• Records shown:

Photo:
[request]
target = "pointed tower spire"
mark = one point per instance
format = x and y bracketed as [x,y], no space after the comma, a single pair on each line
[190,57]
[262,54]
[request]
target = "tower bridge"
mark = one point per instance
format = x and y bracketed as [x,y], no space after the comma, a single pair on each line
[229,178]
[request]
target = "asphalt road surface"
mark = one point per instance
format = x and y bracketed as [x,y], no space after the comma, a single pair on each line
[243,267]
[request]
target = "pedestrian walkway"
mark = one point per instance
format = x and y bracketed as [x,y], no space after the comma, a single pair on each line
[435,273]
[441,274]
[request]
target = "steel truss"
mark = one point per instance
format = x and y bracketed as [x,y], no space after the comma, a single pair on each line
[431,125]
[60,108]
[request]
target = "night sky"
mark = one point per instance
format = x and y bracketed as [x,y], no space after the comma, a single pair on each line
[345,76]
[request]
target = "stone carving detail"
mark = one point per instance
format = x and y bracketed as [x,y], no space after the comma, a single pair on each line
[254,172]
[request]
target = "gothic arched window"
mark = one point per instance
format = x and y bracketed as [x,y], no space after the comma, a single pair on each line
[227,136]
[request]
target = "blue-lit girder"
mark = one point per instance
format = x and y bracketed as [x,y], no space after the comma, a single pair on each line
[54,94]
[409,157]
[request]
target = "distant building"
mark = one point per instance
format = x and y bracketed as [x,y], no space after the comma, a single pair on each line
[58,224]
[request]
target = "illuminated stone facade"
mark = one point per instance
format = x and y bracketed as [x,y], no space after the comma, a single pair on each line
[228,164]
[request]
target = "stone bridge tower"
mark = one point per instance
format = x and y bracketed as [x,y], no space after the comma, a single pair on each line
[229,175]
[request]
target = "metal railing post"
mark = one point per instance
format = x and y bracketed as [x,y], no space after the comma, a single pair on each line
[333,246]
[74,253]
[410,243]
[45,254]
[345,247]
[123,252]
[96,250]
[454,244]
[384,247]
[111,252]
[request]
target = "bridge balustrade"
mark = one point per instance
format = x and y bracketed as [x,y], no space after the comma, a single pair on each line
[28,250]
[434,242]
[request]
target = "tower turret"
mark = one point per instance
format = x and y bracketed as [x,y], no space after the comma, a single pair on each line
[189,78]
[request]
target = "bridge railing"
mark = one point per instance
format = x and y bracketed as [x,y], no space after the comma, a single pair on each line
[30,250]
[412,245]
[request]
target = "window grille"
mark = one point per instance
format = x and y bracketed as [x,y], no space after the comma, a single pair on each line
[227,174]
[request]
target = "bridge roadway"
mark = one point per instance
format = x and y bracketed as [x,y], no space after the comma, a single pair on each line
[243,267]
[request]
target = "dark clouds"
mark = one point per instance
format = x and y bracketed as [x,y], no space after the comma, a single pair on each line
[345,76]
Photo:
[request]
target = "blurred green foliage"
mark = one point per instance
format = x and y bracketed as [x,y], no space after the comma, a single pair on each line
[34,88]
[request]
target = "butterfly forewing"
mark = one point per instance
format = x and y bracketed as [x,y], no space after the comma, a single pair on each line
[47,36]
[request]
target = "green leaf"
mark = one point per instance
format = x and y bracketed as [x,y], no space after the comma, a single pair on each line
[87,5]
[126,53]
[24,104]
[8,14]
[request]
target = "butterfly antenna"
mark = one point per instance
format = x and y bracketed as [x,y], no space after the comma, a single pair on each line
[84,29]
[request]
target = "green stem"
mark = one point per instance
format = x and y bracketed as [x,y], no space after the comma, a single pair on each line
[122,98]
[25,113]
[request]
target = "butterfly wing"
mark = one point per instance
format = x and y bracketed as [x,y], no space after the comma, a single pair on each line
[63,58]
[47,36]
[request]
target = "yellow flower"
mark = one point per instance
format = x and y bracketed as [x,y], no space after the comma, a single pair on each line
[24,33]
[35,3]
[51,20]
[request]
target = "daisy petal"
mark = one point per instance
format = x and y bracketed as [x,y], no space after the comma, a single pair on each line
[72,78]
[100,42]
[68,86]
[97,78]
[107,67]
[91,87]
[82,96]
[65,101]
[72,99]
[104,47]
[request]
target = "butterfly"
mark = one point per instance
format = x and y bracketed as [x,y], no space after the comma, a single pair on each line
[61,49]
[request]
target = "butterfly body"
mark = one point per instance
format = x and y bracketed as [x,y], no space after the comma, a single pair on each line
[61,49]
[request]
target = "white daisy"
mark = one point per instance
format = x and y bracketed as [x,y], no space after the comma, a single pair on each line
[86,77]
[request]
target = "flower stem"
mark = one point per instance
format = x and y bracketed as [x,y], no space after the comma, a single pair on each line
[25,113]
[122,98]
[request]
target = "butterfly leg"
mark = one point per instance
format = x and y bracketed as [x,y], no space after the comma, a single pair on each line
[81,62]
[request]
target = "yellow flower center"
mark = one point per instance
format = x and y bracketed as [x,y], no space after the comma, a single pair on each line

• What is expected: When you write the entries out again, keep every word and mark exactly as it is.

• Exercise solution:
Photo:
[request]
target = "pointed tower spire"
mark = one point per instance
format = x and y bracketed as [x,y], no space after the comma, a single pair on each line
[190,57]
[262,54]
[request]
target = "tower bridge"
mark = one point per instance
format = x and y bracketed as [x,y], no space after the comma, a single pair on each line
[229,178]
[request]
target = "asphalt road surface"
mark = one point per instance
format = x and y bracketed as [x,y], no space after the comma, a single pair on each line
[243,267]
[request]
target = "pedestrian walkway"
mark = one point per instance
format = x and y bracketed as [x,y], no space after the comma, a single pair on each line
[435,273]
[441,274]
[request]
target = "steel truss"
mark = one point per instance
format = x and y bracketed as [x,y], no space after the comma, a single pair on each line
[431,125]
[60,108]
[request]
target = "night sky"
mark = one point per instance
format = x and y bracketed as [x,y], no space after the comma, a single pair on each line
[345,76]
[request]
target = "stone carving detail"
mark = one point per instance
format = x and y bracketed as [x,y], no space after the comma, a single pair on each line
[254,172]
[request]
target = "gothic arched window"
mark = one point per instance
format = x and y bracketed as [x,y], no space after the comma, a single pair on each line
[227,136]
[request]
target = "blue-lit girder"
mark = one point per instance
format = x and y bracketed as [x,y], no space after the comma, a single pair on each line
[54,94]
[409,157]
[request]
target = "distant building"
mark = one point per instance
format = x and y bracketed as [x,y], no space after the comma, a single pair on each line
[58,224]
[request]
target = "illuminated stone facade"
mark = one point per instance
format = x and y bracketed as [x,y], no space after the comma, a single pair on each line
[228,164]
[request]
target = "stone bridge tower"
mark = one point per instance
format = x and y bracketed as [x,y], no space after the comma, a single pair on each line
[229,175]
[request]
target = "metal railing post"
mark = one point per instance
format = x and y bracketed as [x,y], no space after the comma, a single pair on each line
[333,246]
[74,253]
[410,243]
[45,254]
[345,247]
[123,252]
[96,250]
[454,244]
[384,247]
[111,252]
[request]
target = "bridge balustrade"
mark = one point per instance
format = x and y bracketed as [x,y], no space after the comma, a single pair on each line
[28,250]
[434,242]
[request]
target = "tower turret"
mark = one point per instance
format = x and y bracketed as [x,y], no space after the comma, a single pair on each line
[189,78]
[request]
target = "bridge railing"
mark = one point per instance
format = x and y bracketed as [x,y], no space after the comma, a single pair on each line
[30,250]
[412,245]
[request]
target = "window grille"
mark = one point per instance
format = x and y bracketed as [x,y], no space after the comma, a single pair on each line
[227,174]
[request]
target = "bridge roadway"
mark = one point per instance
format = x and y bracketed as [x,y], no space after the comma, a single pair on each line
[243,267]
[request]
target = "dark clouds"
mark = one point per instance
format = x and y bracketed as [x,y], no space after the comma, a single pair on each line
[345,76]
Photo:
[request]
target = "blurred green foliage"
mark = one point per instance
format = x and y bracketed as [x,y], no space after the comma, a single pair on each line
[34,88]
[request]
target = "butterfly forewing"
mark = one point per instance
format = x and y bracketed as [x,y], no space after the comma, a single pair on each line
[47,36]
[request]
target = "green leaf"
mark = one point per instance
format = x and y bracketed as [x,y], no space after the comma, a single pair on each line
[87,5]
[126,53]
[24,104]
[8,14]
[request]
target = "butterfly antenna"
mark = one point per instance
format = x and y bracketed as [x,y], no space after the comma, a single pair on each line
[84,29]
[request]
target = "green stem"
mark = one point per instance
format = x and y bracketed as [x,y], no space after the comma, a single pair on each line
[122,98]
[25,113]
[request]
target = "butterfly wing"
mark = one point per instance
format = x and y bracketed as [x,y], no space after the comma, a single pair on each line
[63,58]
[47,36]
[request]
target = "yellow flower"
mark = one point per instance
format = x and y bracketed as [x,y], no space after the comma, a single pair on each line
[24,33]
[35,3]
[51,20]
[request]
target = "daisy petal"
mark = one point per instance
format = x and y bracketed as [x,y], no space after the comma, a single pair on each line
[72,78]
[100,42]
[68,86]
[97,78]
[107,67]
[91,87]
[82,96]
[65,101]
[72,99]
[104,47]
[request]
target = "butterfly"
mark = one point per instance
format = x and y bracketed as [x,y], no space after the comma, a single pair on each line
[61,49]
[request]
target = "butterfly body"
mark = one point per instance
format = x and y bracketed as [x,y], no space after the comma, a single pair on each line
[61,49]
[request]
target = "white daisy"
mark = one point per instance
format = x and y bracketed as [x,y], no space after the comma, a single pair on each line
[86,77]
[request]
target = "flower stem"
mark = one point per instance
format = x and y bracketed as [x,y], no space after the comma, a single pair on each line
[25,113]
[122,98]
[request]
target = "butterfly leg"
mark = one point per instance
format = x and y bracketed as [x,y], no space after the comma, a single pair on each line
[81,62]
[request]
target = "yellow flower center"
mark = one point per instance
format = x and y bracketed as [x,y], no space after the comma, a single pair on each line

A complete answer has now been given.